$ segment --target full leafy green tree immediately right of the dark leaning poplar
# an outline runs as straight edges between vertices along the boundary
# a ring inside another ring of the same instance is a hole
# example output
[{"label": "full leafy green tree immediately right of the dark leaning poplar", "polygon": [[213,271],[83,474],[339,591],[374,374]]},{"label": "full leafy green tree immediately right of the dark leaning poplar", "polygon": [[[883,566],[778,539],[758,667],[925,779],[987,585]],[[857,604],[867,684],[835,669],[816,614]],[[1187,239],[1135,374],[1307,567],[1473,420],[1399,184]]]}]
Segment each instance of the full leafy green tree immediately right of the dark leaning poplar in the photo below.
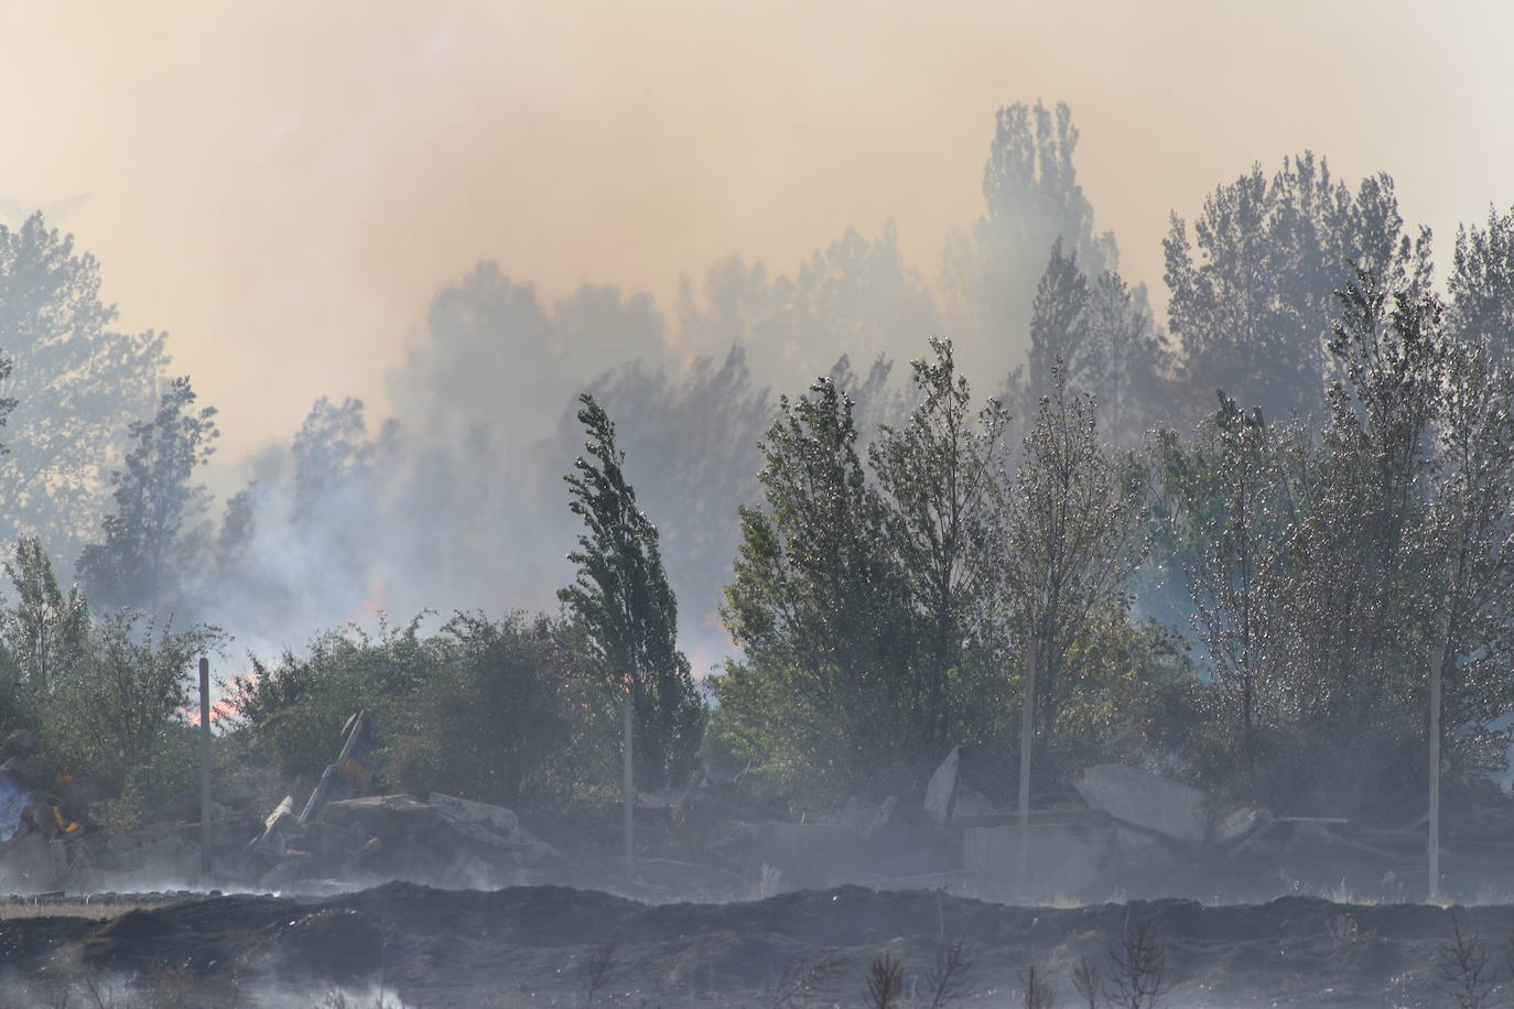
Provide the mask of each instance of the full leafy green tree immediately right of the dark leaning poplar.
[{"label": "full leafy green tree immediately right of the dark leaning poplar", "polygon": [[914,617],[852,402],[830,378],[778,401],[763,507],[742,508],[725,626],[743,658],[712,688],[721,729],[778,781],[887,794],[917,756]]}]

===============

### TRY IT:
What should be returned is the run of lines from the first line of the material through the line containing "# example output", exact and inclusive, and nothing else.

### YOUR SOLUTION:
$ segment --target full leafy green tree immediately right of the dark leaning poplar
# an outline runs as straight edges between vertices along the boundary
# a ring inside another ring of the same instance is a hole
# example output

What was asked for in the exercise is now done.